**Task to carry out**
Please pull every line out of the records below and reproduce each one word for word, leaving out the pictures.

========================================

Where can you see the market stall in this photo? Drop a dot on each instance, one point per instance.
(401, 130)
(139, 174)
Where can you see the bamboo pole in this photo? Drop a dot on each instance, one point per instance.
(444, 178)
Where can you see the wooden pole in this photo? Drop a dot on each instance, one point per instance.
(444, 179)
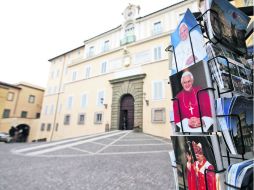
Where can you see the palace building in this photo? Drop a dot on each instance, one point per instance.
(116, 80)
(20, 107)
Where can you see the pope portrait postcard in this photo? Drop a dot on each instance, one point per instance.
(196, 162)
(192, 104)
(188, 43)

========================================

**Full output**
Where can you see the market stall in this photo? Drop a dot on each instance, one point per instance.
(401, 130)
(139, 174)
Where can you see the bamboo pole in this photo? Drop a dot on each instance, one point per instance.
(444, 178)
Where can you see the wooden pole in this photo? Drop a dot on each instance, one point per instance.
(444, 179)
Where can you see the palace building in this photo? Drop a dot on each instance, one point per instance.
(116, 80)
(20, 107)
Where can you see the pope portrait postcard in this photo? Drop a dot on each instance, one point per instance.
(196, 162)
(192, 104)
(188, 43)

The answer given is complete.